:: THE INPUT

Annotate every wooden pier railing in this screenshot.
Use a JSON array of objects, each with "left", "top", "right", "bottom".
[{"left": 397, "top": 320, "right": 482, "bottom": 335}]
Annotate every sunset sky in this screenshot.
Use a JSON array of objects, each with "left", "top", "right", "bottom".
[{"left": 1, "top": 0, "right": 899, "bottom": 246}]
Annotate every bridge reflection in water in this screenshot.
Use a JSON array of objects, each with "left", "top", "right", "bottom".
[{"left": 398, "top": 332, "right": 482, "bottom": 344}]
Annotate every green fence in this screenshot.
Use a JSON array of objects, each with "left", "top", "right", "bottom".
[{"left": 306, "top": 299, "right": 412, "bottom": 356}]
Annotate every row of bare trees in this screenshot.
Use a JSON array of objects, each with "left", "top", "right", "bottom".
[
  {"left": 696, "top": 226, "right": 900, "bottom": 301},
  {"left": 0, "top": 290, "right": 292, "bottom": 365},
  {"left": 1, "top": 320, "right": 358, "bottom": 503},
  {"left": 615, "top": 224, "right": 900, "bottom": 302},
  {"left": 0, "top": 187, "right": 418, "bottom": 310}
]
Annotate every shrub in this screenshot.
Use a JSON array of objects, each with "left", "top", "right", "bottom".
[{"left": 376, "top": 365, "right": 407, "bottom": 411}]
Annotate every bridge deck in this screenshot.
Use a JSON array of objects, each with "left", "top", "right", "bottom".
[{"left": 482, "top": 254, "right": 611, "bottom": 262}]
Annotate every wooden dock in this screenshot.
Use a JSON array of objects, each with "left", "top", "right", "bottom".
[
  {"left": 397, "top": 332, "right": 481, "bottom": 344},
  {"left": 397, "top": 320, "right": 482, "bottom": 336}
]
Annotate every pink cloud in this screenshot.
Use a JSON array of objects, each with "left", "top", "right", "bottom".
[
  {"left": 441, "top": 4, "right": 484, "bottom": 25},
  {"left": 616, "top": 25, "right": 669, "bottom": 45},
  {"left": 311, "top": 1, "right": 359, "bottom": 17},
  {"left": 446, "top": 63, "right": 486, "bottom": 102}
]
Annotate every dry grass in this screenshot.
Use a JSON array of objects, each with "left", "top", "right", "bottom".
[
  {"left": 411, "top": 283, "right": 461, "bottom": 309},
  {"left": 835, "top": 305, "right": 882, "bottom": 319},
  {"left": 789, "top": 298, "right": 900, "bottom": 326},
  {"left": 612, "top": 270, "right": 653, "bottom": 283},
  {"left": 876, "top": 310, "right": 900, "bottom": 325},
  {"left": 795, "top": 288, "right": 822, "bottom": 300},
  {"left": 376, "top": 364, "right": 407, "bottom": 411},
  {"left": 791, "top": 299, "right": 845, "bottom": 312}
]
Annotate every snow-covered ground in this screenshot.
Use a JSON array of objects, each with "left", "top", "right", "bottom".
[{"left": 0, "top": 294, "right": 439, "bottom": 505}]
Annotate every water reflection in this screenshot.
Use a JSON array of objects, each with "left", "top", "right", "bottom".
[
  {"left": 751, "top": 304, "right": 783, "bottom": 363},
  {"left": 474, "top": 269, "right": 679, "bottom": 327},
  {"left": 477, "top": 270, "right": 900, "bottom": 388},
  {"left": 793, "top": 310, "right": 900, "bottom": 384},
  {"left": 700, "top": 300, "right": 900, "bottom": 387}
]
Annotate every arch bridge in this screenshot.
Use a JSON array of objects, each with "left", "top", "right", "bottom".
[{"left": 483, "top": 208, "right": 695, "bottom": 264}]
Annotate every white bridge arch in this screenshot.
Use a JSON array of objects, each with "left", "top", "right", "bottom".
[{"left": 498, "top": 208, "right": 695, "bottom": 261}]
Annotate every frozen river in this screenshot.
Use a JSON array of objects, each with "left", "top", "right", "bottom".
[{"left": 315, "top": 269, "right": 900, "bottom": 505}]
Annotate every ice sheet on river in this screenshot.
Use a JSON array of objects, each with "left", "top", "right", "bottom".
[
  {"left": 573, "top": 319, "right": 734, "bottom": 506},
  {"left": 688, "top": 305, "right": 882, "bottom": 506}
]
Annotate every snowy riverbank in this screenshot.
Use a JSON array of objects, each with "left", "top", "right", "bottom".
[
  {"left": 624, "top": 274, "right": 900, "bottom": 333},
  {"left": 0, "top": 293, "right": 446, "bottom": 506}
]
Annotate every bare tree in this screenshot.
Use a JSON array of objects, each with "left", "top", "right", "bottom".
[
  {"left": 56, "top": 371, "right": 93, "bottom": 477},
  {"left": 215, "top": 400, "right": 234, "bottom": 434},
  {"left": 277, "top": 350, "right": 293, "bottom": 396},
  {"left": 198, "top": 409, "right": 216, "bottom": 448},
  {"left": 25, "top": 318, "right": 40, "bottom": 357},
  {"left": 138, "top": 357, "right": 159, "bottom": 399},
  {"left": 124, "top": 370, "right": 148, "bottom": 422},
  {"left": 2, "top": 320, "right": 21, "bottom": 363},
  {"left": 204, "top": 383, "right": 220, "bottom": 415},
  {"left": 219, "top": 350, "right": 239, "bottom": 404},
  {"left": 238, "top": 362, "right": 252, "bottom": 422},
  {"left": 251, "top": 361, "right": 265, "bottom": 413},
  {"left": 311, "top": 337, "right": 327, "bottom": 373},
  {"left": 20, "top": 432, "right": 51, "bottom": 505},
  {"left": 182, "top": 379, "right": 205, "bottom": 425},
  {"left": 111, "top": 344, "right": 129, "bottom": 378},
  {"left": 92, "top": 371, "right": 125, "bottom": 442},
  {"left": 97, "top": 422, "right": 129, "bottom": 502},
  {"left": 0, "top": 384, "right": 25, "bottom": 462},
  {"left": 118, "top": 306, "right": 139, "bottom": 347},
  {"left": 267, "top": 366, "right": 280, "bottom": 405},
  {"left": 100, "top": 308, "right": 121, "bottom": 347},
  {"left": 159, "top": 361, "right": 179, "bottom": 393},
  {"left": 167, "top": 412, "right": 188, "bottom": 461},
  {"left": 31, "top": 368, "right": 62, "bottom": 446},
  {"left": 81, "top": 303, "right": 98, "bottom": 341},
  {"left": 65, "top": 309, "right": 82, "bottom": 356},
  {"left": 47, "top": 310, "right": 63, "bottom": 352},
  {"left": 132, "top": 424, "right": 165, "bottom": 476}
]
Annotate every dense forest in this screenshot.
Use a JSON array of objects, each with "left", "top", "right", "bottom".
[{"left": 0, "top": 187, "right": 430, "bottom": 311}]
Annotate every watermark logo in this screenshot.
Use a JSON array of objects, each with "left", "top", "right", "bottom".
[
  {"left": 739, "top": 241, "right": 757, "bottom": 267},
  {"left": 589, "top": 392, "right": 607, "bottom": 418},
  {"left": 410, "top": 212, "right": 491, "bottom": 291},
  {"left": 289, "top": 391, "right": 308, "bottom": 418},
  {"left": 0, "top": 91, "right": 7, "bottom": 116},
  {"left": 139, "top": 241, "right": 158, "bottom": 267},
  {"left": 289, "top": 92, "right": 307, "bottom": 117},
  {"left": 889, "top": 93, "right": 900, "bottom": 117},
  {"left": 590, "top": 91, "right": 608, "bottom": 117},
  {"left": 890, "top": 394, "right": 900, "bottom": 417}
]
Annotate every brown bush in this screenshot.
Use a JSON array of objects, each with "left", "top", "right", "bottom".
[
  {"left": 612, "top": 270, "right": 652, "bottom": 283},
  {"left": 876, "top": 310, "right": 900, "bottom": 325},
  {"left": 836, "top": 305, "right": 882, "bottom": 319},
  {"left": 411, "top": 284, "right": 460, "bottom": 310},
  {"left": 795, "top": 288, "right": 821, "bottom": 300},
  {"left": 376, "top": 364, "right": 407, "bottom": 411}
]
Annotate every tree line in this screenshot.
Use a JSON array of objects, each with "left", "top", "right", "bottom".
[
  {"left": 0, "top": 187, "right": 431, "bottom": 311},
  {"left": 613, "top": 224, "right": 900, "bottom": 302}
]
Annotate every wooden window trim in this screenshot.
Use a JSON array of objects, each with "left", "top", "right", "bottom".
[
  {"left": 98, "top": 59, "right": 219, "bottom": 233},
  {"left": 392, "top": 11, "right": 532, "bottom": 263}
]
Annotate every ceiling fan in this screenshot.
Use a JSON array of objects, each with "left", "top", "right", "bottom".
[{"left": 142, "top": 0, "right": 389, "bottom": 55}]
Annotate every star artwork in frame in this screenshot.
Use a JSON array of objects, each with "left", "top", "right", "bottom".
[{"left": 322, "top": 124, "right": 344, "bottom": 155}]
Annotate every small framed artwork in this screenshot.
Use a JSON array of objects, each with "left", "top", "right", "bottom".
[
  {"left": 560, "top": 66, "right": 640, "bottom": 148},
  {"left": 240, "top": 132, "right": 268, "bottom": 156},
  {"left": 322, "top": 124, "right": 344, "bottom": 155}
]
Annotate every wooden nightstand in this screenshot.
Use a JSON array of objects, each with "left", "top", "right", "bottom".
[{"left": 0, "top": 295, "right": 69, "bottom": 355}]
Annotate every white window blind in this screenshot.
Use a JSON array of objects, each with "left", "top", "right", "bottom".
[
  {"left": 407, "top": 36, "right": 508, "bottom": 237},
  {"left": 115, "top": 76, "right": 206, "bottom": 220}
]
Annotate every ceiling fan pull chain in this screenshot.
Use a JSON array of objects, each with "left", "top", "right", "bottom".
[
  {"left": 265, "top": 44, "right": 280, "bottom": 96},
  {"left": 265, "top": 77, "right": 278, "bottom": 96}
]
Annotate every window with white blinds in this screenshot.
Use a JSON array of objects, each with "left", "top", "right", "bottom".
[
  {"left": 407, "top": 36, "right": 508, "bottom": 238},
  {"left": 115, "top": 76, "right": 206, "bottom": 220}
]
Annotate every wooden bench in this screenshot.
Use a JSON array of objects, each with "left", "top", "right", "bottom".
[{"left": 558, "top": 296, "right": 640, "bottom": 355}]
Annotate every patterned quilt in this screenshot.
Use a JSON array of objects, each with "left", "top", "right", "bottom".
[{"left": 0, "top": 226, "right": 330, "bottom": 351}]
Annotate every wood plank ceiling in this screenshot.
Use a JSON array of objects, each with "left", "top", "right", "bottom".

::::

AIM OF THE EXERCISE:
Please print the records above exactly from their first line. End with the line containing "Annotate every row", and include it.

WRITTEN RESPONSE:
Annotate every wooden pier railing in this screenshot.
Use a JSON array of objects, each with "left", "top", "right", "bottom".
[{"left": 397, "top": 320, "right": 482, "bottom": 335}]
Annotate every sunset sky in this screenshot.
Use a JSON array of objects, each with "left", "top", "right", "bottom".
[{"left": 1, "top": 0, "right": 899, "bottom": 246}]
Annotate every bridge reflection in water in this screenshot.
Use a JSON array of objects, each with "left", "top", "right", "bottom".
[{"left": 398, "top": 332, "right": 482, "bottom": 344}]
Annotate every green fence in this screenshot.
Use a JSON array of objects, each with "left", "top", "right", "bottom".
[{"left": 306, "top": 299, "right": 412, "bottom": 356}]
Annotate every row of bare trees in this screenshot.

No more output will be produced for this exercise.